• Directions:
**A.** Set down word for word the part of the midterm tips post starting at "Have a planner, and" and ending at "quickly and accurately.".
**B.** Translate this sentence from the midterm tips post into Spanish: "Keeping papers together in folders for each class and notes neat and organized will make studying for midterms even easier."
**C.** Answer these questions from the midterm tips post:
(i) Under the first tip, what does the writer call the best way to study?
(ii) How often does the writer look at the planner?
(iii) How far ahead of a test does the third tip say to start studying?

• Page extract:
— begin —
It's the most stressful time of the year.

It's that time of the semester again. The tests are beginning to pile up, the homework is non stop, and you don't remember the last time you had a free second to yourself. Midterms are upon us once again. I have test after test after essay after project. The work seems never-ending. Here are tips on thriving, not just surviving.

1. Study

This one is first and obvious. if you want to do well you have to study. The best way to study in my opinion is to write things down. That is the easiest way to memorize key terms or just any simple facts that will be needed for a test.

2. Be organized

Have a planner, and write in it. This the only way I am ever sane during the school year. I look at my planner every day to see what I have to do for the day and weeks ahead. It is also nice to be organized as a whole. Keeping papers together in folders for each class and notes neat and organized will make studying for midterms even easier.

3. Do not procrastinate!

This is something I am definitely still working on. The best way to prevent procrastination when it comes to studying is to take it a little at a time. A week or so in advance of a test, starting studying. Maybe a couple key terms, or a chapter a day. Your memory will strengthen, and the night before review everything you have already covered. Instead of cramming it all in the day before, you will recall all the material quickly and accurately.
— end —
• Recorded data:
— begin —
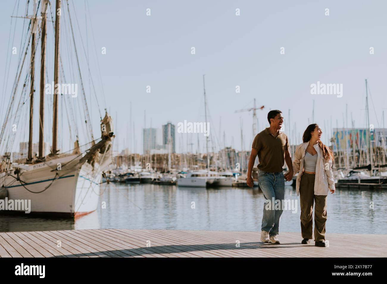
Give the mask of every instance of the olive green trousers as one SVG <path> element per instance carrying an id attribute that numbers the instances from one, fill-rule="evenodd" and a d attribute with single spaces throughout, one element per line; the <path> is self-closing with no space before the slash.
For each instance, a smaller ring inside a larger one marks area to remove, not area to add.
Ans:
<path id="1" fill-rule="evenodd" d="M 300 203 L 301 208 L 301 235 L 303 238 L 312 239 L 313 223 L 313 203 L 315 204 L 314 240 L 325 240 L 327 222 L 326 195 L 315 195 L 315 174 L 303 173 L 300 185 Z"/>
— end —
• Correct answers:
**A.**
Have a planner, and write in it. This the only way I am ever sane during the school year. I look at my planner every day to see what I have to do for the day and weeks ahead. It is also nice to be organized as a whole. Keeping papers together in folders for each class and notes neat and organized will make studying for midterms even easier.

3. Do not procrastinate!

This is something I am definitely still working on. The best way to prevent procrastination when it comes to studying is to take it a little at a time. A week or so in advance of a test, starting studying. Maybe a couple key terms, or a chapter a day. Your memory will strengthen, and the night before review everything you have already covered. Instead of cramming it all in the day before, you will recall all the material quickly and accurately.

**B.** Mantener los papeles juntos en carpetas para cada clase y los apuntes ordenados y organizados hará que estudiar para los exámenes parciales sea aún más fácil.

**C.**
(i) Writing things down.
(ii) Every day.
(iii) A week or so in advance.